● WHAT IS ASKED
Starting with the line that contains "Target: mountain range", set down each line through the end of the entries below, exactly and with nothing added.

---+---

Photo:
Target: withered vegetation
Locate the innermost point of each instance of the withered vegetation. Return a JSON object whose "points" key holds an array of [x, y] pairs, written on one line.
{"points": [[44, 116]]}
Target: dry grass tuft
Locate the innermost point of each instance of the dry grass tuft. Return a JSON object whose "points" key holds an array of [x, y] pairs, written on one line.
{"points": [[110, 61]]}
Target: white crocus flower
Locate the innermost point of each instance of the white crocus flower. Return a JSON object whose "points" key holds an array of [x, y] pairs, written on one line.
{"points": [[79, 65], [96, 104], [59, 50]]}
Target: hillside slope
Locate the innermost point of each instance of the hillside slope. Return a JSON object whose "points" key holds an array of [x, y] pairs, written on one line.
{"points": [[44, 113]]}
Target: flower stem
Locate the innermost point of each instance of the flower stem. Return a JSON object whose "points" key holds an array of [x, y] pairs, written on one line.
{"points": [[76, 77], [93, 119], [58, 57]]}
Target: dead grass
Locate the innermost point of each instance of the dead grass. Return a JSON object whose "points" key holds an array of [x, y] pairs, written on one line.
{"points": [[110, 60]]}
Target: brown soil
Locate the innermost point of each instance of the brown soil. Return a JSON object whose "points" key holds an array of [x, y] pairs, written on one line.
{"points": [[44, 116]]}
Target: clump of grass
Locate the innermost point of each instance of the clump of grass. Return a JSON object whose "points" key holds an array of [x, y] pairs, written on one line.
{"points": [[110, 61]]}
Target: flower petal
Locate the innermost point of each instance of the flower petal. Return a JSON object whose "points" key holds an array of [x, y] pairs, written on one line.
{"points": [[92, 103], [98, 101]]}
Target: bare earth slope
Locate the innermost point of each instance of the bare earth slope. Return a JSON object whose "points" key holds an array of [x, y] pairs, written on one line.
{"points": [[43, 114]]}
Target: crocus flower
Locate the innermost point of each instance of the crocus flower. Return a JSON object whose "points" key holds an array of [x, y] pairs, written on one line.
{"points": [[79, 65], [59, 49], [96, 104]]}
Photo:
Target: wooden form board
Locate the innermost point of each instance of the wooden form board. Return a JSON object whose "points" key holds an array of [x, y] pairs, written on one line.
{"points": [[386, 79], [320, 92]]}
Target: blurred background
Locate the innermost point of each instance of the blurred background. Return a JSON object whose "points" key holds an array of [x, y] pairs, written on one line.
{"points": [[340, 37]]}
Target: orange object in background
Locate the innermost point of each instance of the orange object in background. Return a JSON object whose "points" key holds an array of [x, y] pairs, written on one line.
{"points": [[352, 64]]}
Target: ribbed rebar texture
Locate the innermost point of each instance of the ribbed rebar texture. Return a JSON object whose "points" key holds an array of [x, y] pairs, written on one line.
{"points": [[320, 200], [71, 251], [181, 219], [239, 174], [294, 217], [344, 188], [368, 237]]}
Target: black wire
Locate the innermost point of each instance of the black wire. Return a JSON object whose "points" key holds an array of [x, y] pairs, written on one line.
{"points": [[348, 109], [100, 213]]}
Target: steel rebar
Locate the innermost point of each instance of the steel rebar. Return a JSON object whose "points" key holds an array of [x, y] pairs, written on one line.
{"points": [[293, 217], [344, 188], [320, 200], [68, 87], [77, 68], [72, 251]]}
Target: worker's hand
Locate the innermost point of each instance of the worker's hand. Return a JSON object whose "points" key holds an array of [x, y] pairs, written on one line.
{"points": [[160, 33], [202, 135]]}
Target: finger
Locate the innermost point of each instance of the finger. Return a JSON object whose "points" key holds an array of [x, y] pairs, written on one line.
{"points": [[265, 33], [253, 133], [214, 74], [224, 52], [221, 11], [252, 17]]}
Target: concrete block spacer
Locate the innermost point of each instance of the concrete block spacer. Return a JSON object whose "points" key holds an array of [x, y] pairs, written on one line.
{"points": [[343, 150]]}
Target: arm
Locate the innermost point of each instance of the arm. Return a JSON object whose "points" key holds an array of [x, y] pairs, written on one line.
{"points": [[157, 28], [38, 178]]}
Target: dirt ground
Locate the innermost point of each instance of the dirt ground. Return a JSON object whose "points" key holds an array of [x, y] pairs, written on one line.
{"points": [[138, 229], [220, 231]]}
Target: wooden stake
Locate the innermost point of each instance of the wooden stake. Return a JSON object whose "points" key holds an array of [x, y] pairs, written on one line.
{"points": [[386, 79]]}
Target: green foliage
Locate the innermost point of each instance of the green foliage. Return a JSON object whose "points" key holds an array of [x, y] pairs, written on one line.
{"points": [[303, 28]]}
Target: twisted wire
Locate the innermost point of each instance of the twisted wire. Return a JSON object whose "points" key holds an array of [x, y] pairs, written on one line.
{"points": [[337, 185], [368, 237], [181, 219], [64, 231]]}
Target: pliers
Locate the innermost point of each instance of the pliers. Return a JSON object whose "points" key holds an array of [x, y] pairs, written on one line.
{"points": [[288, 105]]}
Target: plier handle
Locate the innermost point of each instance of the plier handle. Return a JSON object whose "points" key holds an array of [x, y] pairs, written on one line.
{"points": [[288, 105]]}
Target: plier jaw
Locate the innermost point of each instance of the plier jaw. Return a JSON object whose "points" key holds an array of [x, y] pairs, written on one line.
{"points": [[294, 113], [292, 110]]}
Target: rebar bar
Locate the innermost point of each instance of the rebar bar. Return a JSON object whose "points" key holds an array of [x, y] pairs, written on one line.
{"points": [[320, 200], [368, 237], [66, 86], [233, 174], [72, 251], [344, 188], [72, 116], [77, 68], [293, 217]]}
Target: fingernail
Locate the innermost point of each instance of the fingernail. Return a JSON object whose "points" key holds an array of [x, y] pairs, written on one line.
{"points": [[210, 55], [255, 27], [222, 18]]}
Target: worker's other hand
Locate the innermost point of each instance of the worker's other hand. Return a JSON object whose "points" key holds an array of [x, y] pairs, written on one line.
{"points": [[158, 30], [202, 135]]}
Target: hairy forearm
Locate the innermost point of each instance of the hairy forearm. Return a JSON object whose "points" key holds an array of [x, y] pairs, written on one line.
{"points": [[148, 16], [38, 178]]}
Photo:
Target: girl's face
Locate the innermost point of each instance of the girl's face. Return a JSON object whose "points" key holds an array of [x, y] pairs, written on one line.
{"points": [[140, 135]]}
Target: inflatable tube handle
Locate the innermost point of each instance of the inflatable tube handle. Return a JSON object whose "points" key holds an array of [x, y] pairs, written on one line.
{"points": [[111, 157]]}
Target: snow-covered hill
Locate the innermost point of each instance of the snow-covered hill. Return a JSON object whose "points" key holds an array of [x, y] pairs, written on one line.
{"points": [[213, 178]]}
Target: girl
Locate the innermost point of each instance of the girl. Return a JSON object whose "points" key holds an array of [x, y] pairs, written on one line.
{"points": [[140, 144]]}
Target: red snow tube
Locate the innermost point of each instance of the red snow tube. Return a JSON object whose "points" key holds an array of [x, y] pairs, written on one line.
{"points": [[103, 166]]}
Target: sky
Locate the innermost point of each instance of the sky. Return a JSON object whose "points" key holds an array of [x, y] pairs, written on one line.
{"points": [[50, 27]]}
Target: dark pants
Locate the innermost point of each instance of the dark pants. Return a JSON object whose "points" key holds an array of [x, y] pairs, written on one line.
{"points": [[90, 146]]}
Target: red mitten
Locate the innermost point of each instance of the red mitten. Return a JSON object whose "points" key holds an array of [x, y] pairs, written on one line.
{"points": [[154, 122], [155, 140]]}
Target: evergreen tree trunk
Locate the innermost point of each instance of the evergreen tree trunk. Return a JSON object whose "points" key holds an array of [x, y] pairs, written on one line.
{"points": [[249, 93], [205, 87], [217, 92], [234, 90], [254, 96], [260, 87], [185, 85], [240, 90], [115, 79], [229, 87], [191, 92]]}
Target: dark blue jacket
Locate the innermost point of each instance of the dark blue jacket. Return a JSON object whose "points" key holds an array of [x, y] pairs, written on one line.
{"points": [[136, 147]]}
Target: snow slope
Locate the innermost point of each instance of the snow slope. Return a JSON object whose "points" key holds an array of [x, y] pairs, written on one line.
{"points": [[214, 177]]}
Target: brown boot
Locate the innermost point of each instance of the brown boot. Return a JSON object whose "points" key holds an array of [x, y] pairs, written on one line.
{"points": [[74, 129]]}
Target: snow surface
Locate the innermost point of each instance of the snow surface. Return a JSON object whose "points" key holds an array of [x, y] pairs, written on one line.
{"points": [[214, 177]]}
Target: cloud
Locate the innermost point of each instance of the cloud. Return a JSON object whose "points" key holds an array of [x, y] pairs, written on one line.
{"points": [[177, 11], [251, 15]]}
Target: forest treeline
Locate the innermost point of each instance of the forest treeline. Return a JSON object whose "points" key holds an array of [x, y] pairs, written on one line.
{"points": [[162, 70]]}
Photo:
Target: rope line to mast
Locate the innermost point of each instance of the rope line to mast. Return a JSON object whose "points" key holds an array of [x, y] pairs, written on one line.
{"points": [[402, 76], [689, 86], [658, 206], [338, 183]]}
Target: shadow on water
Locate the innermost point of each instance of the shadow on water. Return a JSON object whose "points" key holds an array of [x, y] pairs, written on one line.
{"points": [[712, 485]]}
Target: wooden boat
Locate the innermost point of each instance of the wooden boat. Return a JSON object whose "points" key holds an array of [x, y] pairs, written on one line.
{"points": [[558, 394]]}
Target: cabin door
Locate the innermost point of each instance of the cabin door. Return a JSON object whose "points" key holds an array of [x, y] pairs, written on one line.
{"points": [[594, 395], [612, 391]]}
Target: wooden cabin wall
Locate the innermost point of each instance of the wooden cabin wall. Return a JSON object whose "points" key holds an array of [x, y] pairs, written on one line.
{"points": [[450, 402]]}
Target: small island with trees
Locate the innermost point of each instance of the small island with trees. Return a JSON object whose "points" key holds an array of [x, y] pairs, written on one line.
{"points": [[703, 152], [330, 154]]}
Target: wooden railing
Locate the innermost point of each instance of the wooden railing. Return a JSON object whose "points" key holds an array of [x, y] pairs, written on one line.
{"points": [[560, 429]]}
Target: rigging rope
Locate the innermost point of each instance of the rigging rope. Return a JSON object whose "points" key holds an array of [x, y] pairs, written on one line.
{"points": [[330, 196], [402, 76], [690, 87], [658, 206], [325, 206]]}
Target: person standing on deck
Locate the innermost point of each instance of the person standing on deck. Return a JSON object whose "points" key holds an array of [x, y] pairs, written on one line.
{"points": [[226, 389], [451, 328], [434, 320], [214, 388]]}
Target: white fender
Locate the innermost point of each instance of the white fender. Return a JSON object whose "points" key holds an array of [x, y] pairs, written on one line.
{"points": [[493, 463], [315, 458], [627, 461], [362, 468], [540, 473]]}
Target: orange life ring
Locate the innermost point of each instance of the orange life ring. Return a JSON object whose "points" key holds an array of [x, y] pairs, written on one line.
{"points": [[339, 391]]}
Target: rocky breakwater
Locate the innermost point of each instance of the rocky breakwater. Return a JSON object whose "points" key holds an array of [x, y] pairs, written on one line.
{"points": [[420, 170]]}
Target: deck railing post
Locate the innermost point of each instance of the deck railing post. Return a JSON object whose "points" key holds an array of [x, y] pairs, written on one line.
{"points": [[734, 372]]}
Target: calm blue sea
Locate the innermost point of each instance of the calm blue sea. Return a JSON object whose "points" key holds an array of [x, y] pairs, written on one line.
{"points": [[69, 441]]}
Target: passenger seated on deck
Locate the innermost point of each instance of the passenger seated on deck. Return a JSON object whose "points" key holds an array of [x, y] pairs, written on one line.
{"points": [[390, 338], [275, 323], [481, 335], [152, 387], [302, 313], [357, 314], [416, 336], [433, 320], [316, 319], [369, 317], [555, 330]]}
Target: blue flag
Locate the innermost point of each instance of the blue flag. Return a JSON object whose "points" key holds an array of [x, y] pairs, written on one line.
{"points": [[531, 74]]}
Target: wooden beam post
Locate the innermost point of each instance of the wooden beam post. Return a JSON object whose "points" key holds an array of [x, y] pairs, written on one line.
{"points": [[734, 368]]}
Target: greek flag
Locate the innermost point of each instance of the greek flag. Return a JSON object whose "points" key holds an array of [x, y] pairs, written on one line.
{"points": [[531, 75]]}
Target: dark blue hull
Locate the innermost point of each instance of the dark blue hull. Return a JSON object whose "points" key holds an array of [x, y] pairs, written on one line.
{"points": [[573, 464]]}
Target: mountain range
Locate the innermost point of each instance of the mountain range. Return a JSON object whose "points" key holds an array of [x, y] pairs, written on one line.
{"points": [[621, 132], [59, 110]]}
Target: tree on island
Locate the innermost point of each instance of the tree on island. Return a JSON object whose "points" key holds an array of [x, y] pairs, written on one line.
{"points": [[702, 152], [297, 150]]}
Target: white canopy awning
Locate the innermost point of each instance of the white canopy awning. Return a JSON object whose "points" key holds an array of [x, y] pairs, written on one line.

---+---

● CORRECT ANSWER
Target: mountain range
Locate the innermost point of each instance of the mountain range. Return a JSON object whose "points" key holds an array of [x, y] pairs, written on one line.
{"points": [[621, 132], [59, 110]]}
Target: tree on island
Locate the innermost point of each instance of the tree on island. Return a JSON object whose "points" key holds an array of [x, y] pairs, written on one line.
{"points": [[702, 152], [297, 150]]}
Target: white canopy awning
Locate the innermost point of each instance of the white canopy awning. Return a JSON object whose "points" key holds an array of [x, y] pairs, written on one line.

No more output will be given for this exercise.